§ Exercise details:
Count the lines in the entries below that contain the word "white", and reply with only that number.

§ Input rows:
——————

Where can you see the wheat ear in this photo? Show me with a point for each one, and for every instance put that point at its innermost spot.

——————

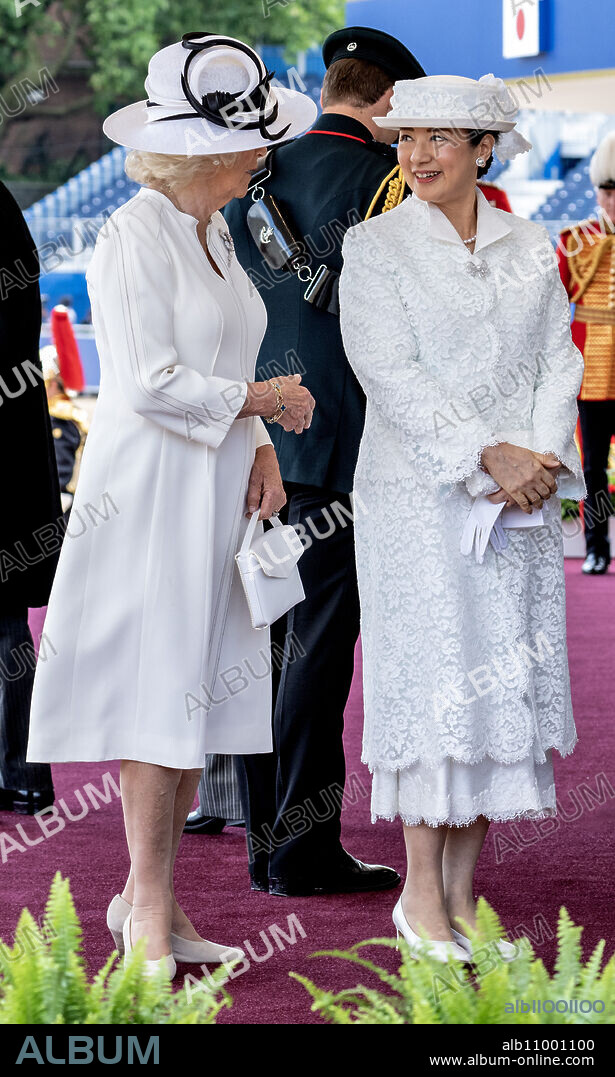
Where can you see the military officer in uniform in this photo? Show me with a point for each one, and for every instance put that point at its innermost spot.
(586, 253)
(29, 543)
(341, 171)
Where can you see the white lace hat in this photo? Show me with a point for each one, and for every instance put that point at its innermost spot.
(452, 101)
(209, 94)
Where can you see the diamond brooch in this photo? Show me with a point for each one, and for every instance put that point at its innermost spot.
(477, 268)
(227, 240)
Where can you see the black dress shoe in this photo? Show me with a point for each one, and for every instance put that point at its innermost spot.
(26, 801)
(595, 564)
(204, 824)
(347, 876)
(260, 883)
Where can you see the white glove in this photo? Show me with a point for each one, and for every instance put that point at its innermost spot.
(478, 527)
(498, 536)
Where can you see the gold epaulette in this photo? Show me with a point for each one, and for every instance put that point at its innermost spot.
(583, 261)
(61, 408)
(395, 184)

——————

§ The answer:
2